(Referring expression pointing data)
_____
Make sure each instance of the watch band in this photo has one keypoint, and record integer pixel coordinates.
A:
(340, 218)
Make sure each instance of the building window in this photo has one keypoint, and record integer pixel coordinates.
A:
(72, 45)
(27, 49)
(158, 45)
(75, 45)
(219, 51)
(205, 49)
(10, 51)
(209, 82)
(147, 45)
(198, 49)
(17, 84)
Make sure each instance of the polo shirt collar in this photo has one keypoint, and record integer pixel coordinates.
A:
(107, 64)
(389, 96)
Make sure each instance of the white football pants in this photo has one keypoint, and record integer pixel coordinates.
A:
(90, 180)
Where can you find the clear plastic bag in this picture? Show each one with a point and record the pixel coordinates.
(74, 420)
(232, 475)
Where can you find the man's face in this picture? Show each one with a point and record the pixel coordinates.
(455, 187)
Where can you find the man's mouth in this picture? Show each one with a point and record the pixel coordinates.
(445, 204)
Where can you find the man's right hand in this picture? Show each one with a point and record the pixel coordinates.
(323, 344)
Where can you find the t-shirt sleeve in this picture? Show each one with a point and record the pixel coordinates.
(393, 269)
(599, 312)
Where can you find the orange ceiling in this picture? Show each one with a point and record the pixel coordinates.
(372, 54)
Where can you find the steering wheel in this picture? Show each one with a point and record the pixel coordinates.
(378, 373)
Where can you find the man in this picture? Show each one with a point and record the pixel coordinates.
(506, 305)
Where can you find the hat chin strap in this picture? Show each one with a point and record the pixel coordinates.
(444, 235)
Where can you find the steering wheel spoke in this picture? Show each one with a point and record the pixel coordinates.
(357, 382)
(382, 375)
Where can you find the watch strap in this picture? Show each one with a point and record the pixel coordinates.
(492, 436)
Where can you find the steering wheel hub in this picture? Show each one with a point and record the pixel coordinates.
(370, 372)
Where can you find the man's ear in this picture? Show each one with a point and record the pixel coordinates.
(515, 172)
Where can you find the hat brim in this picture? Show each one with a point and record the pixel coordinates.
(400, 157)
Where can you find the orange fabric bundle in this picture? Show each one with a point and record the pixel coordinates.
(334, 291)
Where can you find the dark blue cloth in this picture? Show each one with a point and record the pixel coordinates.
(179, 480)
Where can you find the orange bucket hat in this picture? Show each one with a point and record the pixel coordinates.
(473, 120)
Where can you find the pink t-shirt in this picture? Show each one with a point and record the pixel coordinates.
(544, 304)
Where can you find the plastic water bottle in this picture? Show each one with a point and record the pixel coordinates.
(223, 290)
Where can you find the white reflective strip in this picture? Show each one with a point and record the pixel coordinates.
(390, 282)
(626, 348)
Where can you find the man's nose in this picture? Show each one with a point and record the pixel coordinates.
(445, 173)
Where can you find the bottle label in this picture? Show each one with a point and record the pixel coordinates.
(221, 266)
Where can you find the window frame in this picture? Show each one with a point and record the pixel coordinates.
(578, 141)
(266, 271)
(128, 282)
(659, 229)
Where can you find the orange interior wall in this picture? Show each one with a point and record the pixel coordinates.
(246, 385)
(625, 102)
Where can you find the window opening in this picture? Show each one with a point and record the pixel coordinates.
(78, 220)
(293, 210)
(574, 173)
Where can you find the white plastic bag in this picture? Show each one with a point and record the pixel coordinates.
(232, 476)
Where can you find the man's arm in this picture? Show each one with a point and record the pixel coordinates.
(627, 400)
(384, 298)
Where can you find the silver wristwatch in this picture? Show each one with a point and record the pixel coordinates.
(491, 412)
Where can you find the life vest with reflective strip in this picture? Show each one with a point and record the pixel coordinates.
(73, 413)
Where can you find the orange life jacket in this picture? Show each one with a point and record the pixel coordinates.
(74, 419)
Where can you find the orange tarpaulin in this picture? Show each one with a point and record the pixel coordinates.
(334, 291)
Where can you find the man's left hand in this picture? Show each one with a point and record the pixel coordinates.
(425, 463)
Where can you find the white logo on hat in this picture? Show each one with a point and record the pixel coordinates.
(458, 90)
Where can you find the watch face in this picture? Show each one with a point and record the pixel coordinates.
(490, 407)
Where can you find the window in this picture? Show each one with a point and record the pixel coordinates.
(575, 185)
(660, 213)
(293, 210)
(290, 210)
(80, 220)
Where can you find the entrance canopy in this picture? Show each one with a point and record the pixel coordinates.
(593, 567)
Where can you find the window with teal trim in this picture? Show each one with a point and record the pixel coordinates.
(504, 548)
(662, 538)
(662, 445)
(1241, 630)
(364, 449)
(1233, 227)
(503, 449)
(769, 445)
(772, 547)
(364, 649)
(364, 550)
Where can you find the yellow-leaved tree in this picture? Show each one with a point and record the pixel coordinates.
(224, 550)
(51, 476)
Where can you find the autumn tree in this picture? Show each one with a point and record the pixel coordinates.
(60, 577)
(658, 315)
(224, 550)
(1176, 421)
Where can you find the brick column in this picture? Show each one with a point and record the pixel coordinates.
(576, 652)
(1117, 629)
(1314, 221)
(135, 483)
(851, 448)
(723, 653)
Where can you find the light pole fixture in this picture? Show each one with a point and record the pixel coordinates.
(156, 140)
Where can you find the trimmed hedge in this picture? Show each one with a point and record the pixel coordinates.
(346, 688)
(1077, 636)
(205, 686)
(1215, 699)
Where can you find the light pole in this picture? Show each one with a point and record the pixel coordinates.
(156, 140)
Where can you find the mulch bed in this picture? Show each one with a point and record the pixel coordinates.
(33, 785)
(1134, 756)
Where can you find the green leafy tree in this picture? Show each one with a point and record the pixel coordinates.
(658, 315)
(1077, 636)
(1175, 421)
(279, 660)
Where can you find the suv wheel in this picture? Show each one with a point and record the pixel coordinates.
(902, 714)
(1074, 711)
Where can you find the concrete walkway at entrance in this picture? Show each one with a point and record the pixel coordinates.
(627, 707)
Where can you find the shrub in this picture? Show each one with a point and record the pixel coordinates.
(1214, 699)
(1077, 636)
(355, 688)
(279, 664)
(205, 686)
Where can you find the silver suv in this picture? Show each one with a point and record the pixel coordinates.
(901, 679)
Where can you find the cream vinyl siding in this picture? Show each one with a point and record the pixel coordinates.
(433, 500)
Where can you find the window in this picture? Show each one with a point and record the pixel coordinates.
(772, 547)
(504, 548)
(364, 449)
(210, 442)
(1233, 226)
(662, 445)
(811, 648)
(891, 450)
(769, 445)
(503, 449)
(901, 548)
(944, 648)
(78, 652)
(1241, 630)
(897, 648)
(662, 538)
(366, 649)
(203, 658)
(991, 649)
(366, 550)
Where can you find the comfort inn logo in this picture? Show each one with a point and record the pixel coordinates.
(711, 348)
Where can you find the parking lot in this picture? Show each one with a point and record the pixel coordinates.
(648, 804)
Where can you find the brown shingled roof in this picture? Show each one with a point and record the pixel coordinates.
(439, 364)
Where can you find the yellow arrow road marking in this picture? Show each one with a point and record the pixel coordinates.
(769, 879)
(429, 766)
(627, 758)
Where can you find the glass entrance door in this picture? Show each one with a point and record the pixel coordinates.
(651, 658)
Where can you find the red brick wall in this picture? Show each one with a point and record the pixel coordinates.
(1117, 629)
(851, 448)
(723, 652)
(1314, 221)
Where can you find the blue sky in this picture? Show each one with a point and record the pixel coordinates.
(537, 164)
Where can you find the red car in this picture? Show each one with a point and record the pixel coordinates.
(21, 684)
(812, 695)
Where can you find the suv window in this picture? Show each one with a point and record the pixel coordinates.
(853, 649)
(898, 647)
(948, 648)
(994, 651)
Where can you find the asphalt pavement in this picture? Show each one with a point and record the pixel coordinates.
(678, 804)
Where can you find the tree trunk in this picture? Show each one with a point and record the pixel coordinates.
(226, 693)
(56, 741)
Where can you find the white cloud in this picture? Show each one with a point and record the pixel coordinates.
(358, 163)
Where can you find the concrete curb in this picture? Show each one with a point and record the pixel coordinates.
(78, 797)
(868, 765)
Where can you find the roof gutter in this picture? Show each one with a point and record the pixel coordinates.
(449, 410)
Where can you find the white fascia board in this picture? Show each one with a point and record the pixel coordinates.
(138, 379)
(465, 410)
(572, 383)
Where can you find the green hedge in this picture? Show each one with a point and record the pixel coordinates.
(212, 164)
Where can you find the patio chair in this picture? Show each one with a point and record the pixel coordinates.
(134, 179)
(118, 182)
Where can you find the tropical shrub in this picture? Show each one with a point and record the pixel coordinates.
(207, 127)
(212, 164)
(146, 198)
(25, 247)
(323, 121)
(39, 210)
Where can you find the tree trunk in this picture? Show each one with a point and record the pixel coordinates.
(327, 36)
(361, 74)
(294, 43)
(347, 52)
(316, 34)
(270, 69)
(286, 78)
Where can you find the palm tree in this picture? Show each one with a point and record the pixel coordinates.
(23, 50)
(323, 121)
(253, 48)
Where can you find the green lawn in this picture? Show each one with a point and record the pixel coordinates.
_____
» Aim of the task
Copy out every line from the data above in which the word "sure" occurs.

» Problem solution
Make sure each instance of the watch band in this photo has one keypoint, and record integer pixel coordinates.
Make sure each instance of the building window in this photo has one keypoint, and record integer pixel coordinates.
Make sure each instance of the polo shirt collar in this photo has one keypoint, and record integer pixel coordinates.
Make sure each instance of the white football pants in this photo has one keypoint, and record integer pixel coordinates.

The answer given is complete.